O QUE PRODUZIR
Prolongue o texto sobre o Aeroporto de Fortaleza e a Mata Atlântica, a partir da última frase apresentada.

TRECHO DO TEXTO
::::

Há também impactos ambientais graves. Parte da Mata Atlântica, a vegetação na área do Aeroporto de Fortaleza, abriga diversos animais silvestres e plantas nativas que só existem naquele ecossistema. Por consequência, sem a Mata Atlântica, os lagos naturais que existem no bairro da Serrinha podem secar, animais silvestres e plantas nativas podem ser extintas e o clima da capital cearense como um todo pode ser afetado.
Para a empresa, não é um bom negócio destruir a Mata Atlântica nativa por completo, embora por outras razões. O discurso liberal, que defende o crescimento do lucro dessa empresa, tentará também defender a construção de prédios luxuosos naquela vegetação. Contudo, a preservação da Mata Atlântica no entorno do Aeroporto Cidade a ser construído pode ser uma estratégia. Essa defesa da preservação se torna conveniente, pois protege a valorização imobiliária. Ela impede a construção de outras edificações próximas, o que garante a exclusividade do espaço. Como diz o ditado, o diabo mora nos detalhes.
O Estado é o balcão de negócios das empresas
Tudo o que foi explicado até agora está exposto nos projetos da Fraport e em documentação oficial – tanto de Fortaleza, quanto da União. É importante destacar que estas negociações só são possíveis por conta das privatizações do governo Michel Temer.
Em contrapartida, há parlamentares que buscam frear este avanço de alguma forma. Por exemplo, o vereador Gabriel Aguiar (PSOL/Fortaleza) tem um projeto de lei que procura transformar a Mata Atlântica ao redor do aeroporto em uma unidade de conservação. De acordo com o projeto de lei por ele proposto, a ARIE (Área de Relevante Interesse Ecológico) do Aeroporto teria 346 hectares – o que equivale a mais de 300 campos de futebol. Contudo, até o momento da redação deste texto, a Câmara de Vereadores de Fortaleza não fez qualquer menção para discutir a criação da ARIE. Claramente, o desinteresse da maioria dos parlamentares brasileiros é de interesse dos empresários alemães.
Devemos garantir nossa liberdade!

::::

DADOS APRESENTADOS
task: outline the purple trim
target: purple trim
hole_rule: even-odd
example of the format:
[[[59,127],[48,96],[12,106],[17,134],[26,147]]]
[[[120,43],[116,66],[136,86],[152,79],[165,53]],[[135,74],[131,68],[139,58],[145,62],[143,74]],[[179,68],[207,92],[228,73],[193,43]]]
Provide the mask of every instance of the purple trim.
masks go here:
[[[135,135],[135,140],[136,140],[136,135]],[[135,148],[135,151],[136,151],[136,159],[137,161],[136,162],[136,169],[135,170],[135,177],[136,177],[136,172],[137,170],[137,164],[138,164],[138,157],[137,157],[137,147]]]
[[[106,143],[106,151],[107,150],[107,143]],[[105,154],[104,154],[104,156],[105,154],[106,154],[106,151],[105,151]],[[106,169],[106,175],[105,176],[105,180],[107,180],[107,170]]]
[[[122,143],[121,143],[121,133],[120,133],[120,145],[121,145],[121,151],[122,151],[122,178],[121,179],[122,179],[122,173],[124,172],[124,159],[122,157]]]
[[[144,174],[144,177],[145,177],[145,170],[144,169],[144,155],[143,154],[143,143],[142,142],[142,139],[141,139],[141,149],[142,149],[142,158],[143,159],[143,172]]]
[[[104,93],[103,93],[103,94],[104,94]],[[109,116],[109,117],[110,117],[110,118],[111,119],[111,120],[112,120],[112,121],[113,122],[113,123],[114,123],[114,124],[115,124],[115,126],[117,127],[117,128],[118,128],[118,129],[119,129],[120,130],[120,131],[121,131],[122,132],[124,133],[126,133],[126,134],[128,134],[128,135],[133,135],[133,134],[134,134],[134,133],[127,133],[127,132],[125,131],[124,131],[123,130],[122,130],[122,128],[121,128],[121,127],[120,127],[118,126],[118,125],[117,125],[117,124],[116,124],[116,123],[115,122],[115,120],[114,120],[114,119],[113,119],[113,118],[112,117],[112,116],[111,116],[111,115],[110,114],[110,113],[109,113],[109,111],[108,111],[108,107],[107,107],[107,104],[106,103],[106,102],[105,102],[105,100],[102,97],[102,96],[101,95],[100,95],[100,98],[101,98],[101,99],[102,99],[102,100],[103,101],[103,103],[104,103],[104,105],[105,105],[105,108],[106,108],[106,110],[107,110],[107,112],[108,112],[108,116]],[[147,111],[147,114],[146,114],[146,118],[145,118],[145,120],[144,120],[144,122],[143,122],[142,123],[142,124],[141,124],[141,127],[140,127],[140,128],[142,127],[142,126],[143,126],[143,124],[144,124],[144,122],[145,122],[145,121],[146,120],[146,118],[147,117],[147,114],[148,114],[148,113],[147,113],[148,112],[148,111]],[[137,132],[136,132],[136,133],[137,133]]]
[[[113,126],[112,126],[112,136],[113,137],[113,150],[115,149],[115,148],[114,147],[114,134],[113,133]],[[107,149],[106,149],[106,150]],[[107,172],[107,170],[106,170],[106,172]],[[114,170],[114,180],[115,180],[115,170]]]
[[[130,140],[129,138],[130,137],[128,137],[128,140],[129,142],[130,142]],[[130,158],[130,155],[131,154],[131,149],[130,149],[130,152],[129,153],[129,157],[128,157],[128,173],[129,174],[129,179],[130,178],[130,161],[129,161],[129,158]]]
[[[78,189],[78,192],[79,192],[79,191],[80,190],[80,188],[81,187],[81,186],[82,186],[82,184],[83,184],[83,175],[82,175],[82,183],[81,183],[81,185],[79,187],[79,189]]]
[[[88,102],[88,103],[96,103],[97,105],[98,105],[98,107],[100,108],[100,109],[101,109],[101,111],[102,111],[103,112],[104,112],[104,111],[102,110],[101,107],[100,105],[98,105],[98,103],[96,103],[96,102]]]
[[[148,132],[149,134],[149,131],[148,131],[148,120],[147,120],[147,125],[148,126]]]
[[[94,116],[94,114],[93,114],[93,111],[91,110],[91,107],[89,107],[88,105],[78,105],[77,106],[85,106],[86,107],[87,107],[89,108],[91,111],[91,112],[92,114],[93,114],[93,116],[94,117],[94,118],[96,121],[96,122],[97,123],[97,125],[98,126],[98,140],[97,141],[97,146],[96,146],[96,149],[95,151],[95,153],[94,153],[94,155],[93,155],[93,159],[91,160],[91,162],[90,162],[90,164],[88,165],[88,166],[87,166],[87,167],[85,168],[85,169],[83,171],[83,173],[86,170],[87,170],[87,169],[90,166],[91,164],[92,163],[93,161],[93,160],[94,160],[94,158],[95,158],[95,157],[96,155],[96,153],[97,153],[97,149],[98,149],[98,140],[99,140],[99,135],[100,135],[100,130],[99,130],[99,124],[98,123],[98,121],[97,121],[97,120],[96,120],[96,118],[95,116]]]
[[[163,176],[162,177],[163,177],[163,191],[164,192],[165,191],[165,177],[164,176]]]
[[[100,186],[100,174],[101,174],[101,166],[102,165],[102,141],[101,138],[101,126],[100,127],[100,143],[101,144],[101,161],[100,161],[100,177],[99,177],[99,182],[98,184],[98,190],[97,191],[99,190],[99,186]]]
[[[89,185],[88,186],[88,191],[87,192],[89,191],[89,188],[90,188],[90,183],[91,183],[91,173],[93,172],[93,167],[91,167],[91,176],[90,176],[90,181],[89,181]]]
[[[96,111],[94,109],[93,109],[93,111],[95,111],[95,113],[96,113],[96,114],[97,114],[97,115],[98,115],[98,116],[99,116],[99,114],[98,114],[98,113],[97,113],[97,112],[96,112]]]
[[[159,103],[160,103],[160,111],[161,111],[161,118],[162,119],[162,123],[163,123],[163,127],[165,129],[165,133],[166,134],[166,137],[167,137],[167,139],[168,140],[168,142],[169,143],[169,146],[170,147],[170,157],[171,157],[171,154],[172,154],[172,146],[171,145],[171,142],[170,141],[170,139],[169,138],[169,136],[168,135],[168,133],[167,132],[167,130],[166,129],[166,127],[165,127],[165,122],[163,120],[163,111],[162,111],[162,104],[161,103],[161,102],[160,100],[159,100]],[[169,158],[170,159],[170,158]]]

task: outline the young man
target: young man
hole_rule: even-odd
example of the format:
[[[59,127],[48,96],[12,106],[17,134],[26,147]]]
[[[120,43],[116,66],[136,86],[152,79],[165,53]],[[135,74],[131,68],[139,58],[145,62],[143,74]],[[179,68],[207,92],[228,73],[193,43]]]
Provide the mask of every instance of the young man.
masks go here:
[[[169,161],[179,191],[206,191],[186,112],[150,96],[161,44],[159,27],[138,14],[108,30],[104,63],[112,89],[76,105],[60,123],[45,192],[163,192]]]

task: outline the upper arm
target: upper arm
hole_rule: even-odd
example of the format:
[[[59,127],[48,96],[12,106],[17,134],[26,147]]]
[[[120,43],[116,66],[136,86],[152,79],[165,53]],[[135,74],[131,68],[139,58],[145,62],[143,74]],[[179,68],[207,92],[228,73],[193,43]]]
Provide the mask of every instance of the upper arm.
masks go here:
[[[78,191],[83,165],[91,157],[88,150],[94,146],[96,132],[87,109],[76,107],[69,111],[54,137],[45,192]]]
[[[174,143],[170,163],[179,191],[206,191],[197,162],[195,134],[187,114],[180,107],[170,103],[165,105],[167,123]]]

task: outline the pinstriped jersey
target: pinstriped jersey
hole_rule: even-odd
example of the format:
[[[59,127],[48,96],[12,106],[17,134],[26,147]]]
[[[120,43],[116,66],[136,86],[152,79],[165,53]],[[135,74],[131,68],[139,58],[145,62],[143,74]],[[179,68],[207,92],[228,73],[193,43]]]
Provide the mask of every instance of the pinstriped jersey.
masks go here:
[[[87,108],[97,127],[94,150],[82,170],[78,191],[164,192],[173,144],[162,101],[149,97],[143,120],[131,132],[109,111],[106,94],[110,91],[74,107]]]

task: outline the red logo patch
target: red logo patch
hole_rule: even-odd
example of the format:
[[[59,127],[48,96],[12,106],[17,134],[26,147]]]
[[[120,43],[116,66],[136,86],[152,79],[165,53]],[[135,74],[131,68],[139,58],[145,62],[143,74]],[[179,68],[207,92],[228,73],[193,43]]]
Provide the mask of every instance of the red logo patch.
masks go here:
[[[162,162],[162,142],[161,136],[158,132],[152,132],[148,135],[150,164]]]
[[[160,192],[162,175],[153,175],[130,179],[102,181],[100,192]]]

::::

RESPOSTA
É sempre impressionante ver como estas formas de dominação da burguesia se repetem na história. Quando Engels escreveu “A situação da classe trabalhadora na Inglaterra”, em 1845, ele tinha a perspectiva de que seria superado o cenário que ele testemunhava: cidades abarrotadas de pessoas, trabalhadores morando em casas de péssima qualidade, sem saneamento básico e cheios de doenças.
Aquele cenário da cidade de Manchester no século 19 é muito parecido com o que vemos nas cidades brasileiras no século 21. Nos dois casos, a classe trabalhadora é escanteada para que os donos do capital possam enriquecer. A diferença é que, em nossos dias atuais, estes processos se tornaram mais rápidos e com muitas garantias legais para a burguesia. Uma empresa europeia explorando os trabalhadores na América latina é uma história que se repete há mais de 500 anos.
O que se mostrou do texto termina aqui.